- Your objective
Would you extract the whole listing below and retype it exactly?

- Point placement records
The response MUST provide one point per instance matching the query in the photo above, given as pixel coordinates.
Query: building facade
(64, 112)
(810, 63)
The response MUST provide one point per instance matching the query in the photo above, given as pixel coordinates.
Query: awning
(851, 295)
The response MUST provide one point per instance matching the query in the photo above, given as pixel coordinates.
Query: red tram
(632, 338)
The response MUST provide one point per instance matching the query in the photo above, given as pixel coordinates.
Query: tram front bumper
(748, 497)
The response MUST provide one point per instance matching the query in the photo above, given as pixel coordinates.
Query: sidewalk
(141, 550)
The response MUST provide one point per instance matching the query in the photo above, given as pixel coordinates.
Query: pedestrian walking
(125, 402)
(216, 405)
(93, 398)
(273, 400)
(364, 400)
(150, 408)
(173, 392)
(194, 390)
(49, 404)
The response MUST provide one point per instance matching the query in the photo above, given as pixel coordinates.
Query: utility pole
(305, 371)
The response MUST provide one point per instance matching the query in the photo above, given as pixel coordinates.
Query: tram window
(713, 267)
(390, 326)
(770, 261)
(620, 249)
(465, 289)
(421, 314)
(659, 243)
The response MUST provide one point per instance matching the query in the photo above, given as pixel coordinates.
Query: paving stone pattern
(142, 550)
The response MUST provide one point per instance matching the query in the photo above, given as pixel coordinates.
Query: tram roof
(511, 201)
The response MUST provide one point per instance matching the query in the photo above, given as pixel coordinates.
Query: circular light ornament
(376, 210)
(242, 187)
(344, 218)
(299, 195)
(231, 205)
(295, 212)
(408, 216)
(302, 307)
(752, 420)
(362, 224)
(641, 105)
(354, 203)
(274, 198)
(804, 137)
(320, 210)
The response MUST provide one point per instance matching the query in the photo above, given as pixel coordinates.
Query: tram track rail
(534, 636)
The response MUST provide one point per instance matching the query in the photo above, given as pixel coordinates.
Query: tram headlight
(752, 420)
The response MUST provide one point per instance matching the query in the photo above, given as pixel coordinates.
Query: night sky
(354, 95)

- Written response
The response MUST provide one point per instance matching the query in the photo above, given as pixel coordinates.
Query: building facade
(64, 112)
(810, 63)
The response MUST provide one point per instance matching the query in the photo above, given as pixel coordinates.
Query: awning
(851, 295)
The response MUST provide one point per instance matching the query in the photo above, given as pixel coordinates.
Query: red tram
(632, 338)
The response MUST provide one point per instance matching the query in the photo above, given as pixel coordinates.
Query: tram front bumper
(748, 497)
The response MUST provide one point per instance matching the query in the photo above, given as pixel coordinates.
Query: sidewalk
(141, 550)
The response MUST provide one point per instance matching the query in the photo above, given as pixel coordinates.
Query: pedestrian walking
(125, 402)
(216, 405)
(93, 398)
(273, 400)
(364, 400)
(150, 408)
(173, 392)
(194, 390)
(49, 404)
The response MUST provide one point per instance matching the query in the photo above, given as pixel coordinates.
Query: utility pole
(305, 371)
The response MUST provide one point per instance matching the query in the photo above, given as pixel coordinates.
Query: tram window
(713, 267)
(390, 326)
(770, 261)
(620, 249)
(465, 289)
(421, 314)
(659, 243)
The response MUST provide one point per instance matching the query in the photo above, given as pixel coordinates.
Query: paving stone pattern
(142, 550)
The response MUST provide one point per instance matching the query in the photo above, given as pixel coordinates.
Query: tram roof
(511, 201)
The response MUST provide one point per instance matching the query in the photo above, given as pixel coordinates.
Query: circular light ornament
(376, 210)
(242, 187)
(344, 218)
(299, 195)
(231, 205)
(295, 212)
(408, 216)
(302, 307)
(752, 420)
(362, 224)
(641, 105)
(354, 203)
(274, 198)
(804, 137)
(320, 210)
The response MUST provide one point per instance matching the query in the photo above, given as pixel coordinates.
Query: tram track rail
(534, 636)
The response MUST provide one point per instance matching the query in the photo above, given as pixel coordinates.
Query: tram headlight
(752, 420)
The response MUST provide one point per instance matching the query in the photo above, given as pixel coordinates.
Query: night sky
(354, 95)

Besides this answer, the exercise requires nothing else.